- _Directions_
Count the lines of the listing below that contain the string "window". Reply with the number alone.

- _Material_
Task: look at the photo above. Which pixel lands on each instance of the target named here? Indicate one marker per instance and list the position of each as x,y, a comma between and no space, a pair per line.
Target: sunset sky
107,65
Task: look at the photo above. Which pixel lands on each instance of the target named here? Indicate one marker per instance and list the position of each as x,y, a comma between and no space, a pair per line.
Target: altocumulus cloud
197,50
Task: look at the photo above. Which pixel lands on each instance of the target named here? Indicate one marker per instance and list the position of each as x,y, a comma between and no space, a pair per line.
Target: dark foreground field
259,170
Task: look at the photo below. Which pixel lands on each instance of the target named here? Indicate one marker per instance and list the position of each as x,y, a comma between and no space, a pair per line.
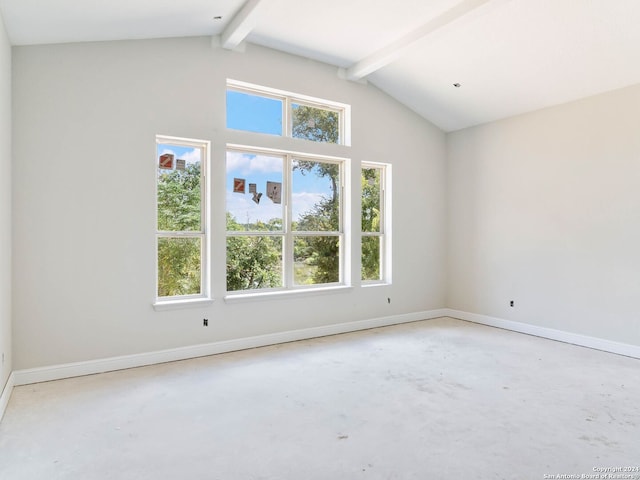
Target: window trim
288,234
204,297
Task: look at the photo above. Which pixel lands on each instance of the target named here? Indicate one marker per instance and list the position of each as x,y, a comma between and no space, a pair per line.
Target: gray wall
544,209
5,205
85,121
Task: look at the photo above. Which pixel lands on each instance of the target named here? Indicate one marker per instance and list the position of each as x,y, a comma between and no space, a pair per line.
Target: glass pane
254,192
179,186
316,124
316,260
371,200
179,266
254,262
254,113
315,196
371,254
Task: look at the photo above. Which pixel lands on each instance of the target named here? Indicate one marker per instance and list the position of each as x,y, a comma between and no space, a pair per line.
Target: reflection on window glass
316,259
315,196
371,258
316,124
179,266
254,262
254,113
254,191
179,184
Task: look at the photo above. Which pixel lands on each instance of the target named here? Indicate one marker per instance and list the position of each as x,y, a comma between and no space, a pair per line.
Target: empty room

- _Solution_
2